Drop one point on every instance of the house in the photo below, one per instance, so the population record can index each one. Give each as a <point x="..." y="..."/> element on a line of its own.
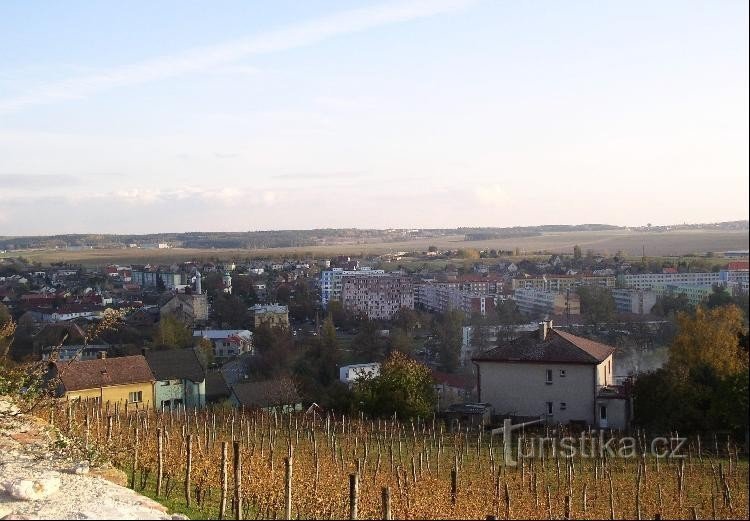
<point x="349" y="373"/>
<point x="217" y="389"/>
<point x="451" y="389"/>
<point x="77" y="352"/>
<point x="127" y="380"/>
<point x="228" y="343"/>
<point x="554" y="374"/>
<point x="269" y="395"/>
<point x="180" y="378"/>
<point x="188" y="308"/>
<point x="273" y="315"/>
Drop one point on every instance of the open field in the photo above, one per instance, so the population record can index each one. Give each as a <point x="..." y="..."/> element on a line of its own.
<point x="656" y="244"/>
<point x="312" y="466"/>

☆ ☆ ☆

**What this task involves**
Take the listing above and print it exactly, apart from the pictures.

**Expected answer**
Drop one point on every instance of the house in the photo below, one per instance, so the population record can index each one. Give each as a <point x="..." y="..."/> element on a line of its own.
<point x="349" y="373"/>
<point x="217" y="389"/>
<point x="451" y="389"/>
<point x="77" y="352"/>
<point x="127" y="380"/>
<point x="228" y="343"/>
<point x="554" y="374"/>
<point x="269" y="395"/>
<point x="180" y="378"/>
<point x="188" y="308"/>
<point x="273" y="315"/>
Drop one point on every instance of the open field in the photo above, one per instance, so the population record can index each one. Give each as a <point x="..." y="..."/> element on a line of its own.
<point x="656" y="244"/>
<point x="312" y="466"/>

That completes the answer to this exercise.